Data records:

= = = =

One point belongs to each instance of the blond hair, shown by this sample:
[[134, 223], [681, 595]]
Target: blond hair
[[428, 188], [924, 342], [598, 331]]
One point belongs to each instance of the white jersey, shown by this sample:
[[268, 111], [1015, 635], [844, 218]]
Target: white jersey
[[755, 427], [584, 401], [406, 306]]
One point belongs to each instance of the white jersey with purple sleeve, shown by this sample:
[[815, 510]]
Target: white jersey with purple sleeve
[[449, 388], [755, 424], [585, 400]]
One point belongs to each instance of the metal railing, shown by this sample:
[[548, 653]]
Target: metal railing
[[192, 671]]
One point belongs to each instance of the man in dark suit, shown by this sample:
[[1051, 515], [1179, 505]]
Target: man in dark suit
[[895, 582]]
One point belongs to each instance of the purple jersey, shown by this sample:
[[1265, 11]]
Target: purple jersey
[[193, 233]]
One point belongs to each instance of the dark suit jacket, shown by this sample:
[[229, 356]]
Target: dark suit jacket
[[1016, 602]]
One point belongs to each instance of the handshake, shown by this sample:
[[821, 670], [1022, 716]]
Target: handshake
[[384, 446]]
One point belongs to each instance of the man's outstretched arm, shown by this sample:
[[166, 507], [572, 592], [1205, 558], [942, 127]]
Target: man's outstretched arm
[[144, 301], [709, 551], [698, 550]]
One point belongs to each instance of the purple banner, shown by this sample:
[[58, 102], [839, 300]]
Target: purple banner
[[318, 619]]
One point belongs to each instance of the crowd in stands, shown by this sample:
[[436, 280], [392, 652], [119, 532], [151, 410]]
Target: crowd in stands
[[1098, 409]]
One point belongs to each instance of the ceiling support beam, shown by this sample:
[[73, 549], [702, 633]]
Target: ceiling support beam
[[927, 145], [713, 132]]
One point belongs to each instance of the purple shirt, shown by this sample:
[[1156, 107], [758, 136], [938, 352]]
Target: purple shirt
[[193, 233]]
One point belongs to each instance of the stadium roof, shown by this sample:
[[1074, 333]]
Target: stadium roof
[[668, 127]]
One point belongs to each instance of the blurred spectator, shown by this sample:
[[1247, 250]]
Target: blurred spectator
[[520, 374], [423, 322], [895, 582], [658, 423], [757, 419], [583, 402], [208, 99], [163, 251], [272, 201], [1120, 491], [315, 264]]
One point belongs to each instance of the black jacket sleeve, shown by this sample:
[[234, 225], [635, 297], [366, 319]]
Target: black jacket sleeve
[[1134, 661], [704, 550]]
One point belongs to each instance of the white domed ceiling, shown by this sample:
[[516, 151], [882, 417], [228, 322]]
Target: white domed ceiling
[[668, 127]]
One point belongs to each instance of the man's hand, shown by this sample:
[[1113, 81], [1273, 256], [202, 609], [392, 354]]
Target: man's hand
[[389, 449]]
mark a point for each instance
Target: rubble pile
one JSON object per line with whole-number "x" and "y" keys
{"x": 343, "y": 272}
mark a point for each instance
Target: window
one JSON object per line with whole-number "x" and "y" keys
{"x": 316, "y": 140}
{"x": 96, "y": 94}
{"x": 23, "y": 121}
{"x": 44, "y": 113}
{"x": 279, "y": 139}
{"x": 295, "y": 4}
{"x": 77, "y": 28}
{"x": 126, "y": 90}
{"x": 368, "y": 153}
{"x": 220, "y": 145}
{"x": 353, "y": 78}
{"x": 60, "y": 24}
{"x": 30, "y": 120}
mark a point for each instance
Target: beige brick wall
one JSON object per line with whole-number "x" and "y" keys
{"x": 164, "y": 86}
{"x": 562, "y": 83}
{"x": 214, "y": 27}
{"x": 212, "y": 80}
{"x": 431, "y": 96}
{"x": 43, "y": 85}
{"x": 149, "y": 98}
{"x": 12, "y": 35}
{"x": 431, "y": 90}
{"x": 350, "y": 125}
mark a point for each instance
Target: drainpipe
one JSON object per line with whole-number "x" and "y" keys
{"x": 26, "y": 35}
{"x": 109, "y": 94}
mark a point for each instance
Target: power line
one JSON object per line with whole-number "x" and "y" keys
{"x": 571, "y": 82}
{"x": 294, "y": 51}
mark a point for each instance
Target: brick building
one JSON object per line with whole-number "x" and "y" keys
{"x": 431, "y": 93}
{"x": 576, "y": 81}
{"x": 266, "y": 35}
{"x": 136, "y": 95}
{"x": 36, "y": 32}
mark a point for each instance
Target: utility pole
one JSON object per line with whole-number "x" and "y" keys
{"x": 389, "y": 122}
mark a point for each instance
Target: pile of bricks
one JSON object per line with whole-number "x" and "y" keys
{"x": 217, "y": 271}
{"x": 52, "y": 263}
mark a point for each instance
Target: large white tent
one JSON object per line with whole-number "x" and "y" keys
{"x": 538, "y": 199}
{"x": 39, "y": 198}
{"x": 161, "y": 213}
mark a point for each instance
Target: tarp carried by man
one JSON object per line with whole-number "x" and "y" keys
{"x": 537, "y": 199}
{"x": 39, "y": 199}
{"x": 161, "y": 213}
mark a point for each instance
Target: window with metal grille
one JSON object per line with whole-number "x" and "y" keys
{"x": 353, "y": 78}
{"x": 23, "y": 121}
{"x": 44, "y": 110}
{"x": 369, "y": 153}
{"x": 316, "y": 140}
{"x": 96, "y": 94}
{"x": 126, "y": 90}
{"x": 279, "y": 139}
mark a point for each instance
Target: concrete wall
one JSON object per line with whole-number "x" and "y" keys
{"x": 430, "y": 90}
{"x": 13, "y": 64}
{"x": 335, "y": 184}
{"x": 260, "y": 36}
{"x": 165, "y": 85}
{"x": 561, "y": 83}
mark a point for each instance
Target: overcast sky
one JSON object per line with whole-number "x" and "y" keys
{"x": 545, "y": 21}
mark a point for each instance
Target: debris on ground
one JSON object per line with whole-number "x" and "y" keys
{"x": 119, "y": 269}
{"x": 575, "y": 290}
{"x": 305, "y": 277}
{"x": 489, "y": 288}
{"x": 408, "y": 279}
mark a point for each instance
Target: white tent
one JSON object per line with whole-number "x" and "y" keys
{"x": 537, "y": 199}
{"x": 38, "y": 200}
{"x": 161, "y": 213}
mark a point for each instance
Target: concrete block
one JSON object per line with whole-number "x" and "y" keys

= = = =

Write out all records exactly, keeping every detail.

One point belongs to each instance of the blond hair, shown by this sample:
[[134, 223], [681, 595]]
Target: blond hair
[[428, 188], [924, 342], [598, 331]]
One point belongs to each instance of the white jersey, shown by this sample:
[[268, 111], [1015, 635], [844, 218]]
Target: white jersey
[[755, 427], [584, 401], [406, 306]]
One point belongs to each instance of the white jersey with purple sleeve, shown by this sample:
[[815, 510]]
Target: white jersey with purple sleeve
[[449, 388], [755, 424], [585, 400]]
One point belongs to each instance of the metal railing, shown by this sample:
[[548, 653]]
Target: metal railing
[[192, 671]]
One point belongs to each instance of the man in dark suit, shown by this sample:
[[1051, 515], [1179, 505]]
Target: man in dark suit
[[895, 582]]
One point belongs to each instance of the purple jersey, shown by this sample:
[[1265, 11]]
Target: purple jersey
[[193, 233]]
One point belongs to each instance of the dark suit jacket, shown by this sample:
[[229, 356]]
Target: dark suit jacket
[[1016, 602]]
One point belongs to each instance of the handshake, shown by this sample:
[[821, 670], [1022, 716]]
Target: handshake
[[384, 446]]
One point belongs to each instance of the man's outstretched arm, shown by this sample:
[[166, 507], [572, 592], [1205, 558], [942, 127]]
Target: man's outstretched arm
[[144, 301], [709, 551], [698, 550]]
One point belongs to each instance of the purple banner, shown by this sample:
[[58, 102], [839, 300]]
Target: purple banner
[[318, 619]]
One point belongs to each instance of the crowd in stands, shown by this sample:
[[436, 280], [392, 652], [119, 532], [151, 410]]
Target: crowd in stands
[[1098, 409]]
One point belongs to each instance of the ceiling support beam, shown by this sample:
[[73, 549], [702, 633]]
Target: ceiling support beam
[[927, 145], [713, 132]]
One point belongs to each instance of the purple shirt, shown by this sample:
[[1156, 107], [758, 136], [938, 352]]
Target: purple shirt
[[193, 233]]
One point belongs to each instance of the stadium roof, shown by this sample:
[[1074, 333]]
Target: stadium roof
[[668, 127]]
One point belongs to each instance of the blurred spectator, shown by this sample:
[[1247, 250]]
Target: blurred spectator
[[520, 374], [423, 322], [895, 582], [658, 423], [757, 419], [583, 402], [208, 99], [163, 251], [272, 201], [1120, 491], [315, 264]]
One point belongs to each instance of the black jacket sleeve, shown by this sample:
[[234, 225], [635, 297], [366, 319]]
Target: black jacket sleeve
[[1134, 661], [704, 550]]
One point belongs to each instance of the white domed ceiling, shown by this sample:
[[516, 151], [882, 417], [228, 322]]
Target: white domed ceiling
[[668, 127]]
One point belongs to each instance of the man's hand, shown by this sample:
[[1113, 81], [1273, 256], [202, 609], [392, 354]]
Target: man's hand
[[389, 449]]
mark a point for each instance
Target: rubble pile
one JSON object per line with whole-number "x" and "y" keys
{"x": 343, "y": 272}
mark a point for each instance
Target: window
one JSON object per line with whole-number "x" and "y" keys
{"x": 316, "y": 140}
{"x": 96, "y": 94}
{"x": 23, "y": 121}
{"x": 44, "y": 113}
{"x": 279, "y": 139}
{"x": 295, "y": 4}
{"x": 77, "y": 28}
{"x": 126, "y": 90}
{"x": 368, "y": 153}
{"x": 220, "y": 145}
{"x": 353, "y": 78}
{"x": 60, "y": 24}
{"x": 30, "y": 120}
mark a point for each instance
Target: beige brick wall
one JSON object per line with whole-number "x" and "y" keys
{"x": 164, "y": 86}
{"x": 562, "y": 83}
{"x": 214, "y": 27}
{"x": 212, "y": 80}
{"x": 431, "y": 96}
{"x": 43, "y": 85}
{"x": 149, "y": 98}
{"x": 12, "y": 35}
{"x": 431, "y": 90}
{"x": 350, "y": 125}
mark a point for each instance
Target: drainpipe
one JSON object per line with whole-number "x" and "y" keys
{"x": 26, "y": 35}
{"x": 109, "y": 94}
mark a point for each instance
Target: power line
one JSON object per line with whole-number "x" and "y" keys
{"x": 571, "y": 82}
{"x": 294, "y": 51}
mark a point for each instance
Target: brick building
one JSON object per line with whole-number "x" and "y" keys
{"x": 431, "y": 93}
{"x": 576, "y": 81}
{"x": 266, "y": 35}
{"x": 136, "y": 95}
{"x": 36, "y": 32}
mark a point for each instance
Target: utility pole
one JSON object per line with whole-number "x" and "y" keys
{"x": 389, "y": 122}
mark a point for each instance
Target: pile of bricks
one JSON object per line with whole-number "x" and "y" keys
{"x": 217, "y": 271}
{"x": 52, "y": 263}
mark a point for each instance
Target: large white tent
one JSON object per line with whole-number "x" and "y" keys
{"x": 538, "y": 199}
{"x": 39, "y": 198}
{"x": 161, "y": 213}
mark a point for each instance
Target: tarp carried by man
one JSON object per line with whole-number "x" and "y" keys
{"x": 537, "y": 199}
{"x": 39, "y": 199}
{"x": 161, "y": 213}
mark a point for each instance
Target: window with metal grille
one JSON object per line with whole-number "x" and "y" keys
{"x": 353, "y": 78}
{"x": 23, "y": 121}
{"x": 44, "y": 110}
{"x": 369, "y": 153}
{"x": 316, "y": 140}
{"x": 96, "y": 94}
{"x": 126, "y": 90}
{"x": 279, "y": 139}
mark a point for each instance
Target: concrete wall
one JSON object per line with whole-number "x" and "y" keys
{"x": 430, "y": 90}
{"x": 13, "y": 64}
{"x": 335, "y": 184}
{"x": 260, "y": 36}
{"x": 165, "y": 85}
{"x": 561, "y": 83}
mark a point for each instance
Target: overcast sky
one JSON object per line with whole-number "x" and "y" keys
{"x": 545, "y": 21}
mark a point for each instance
Target: debris on ground
one JSON object per line with whole-number "x" and "y" keys
{"x": 119, "y": 269}
{"x": 575, "y": 290}
{"x": 305, "y": 277}
{"x": 489, "y": 288}
{"x": 408, "y": 279}
mark a point for each instance
Target: white tent
one JSON object per line with whole-number "x" and "y" keys
{"x": 537, "y": 199}
{"x": 38, "y": 200}
{"x": 161, "y": 213}
mark a point for each instance
Target: concrete block
one JSON object per line with whole-number "x" and "y" keys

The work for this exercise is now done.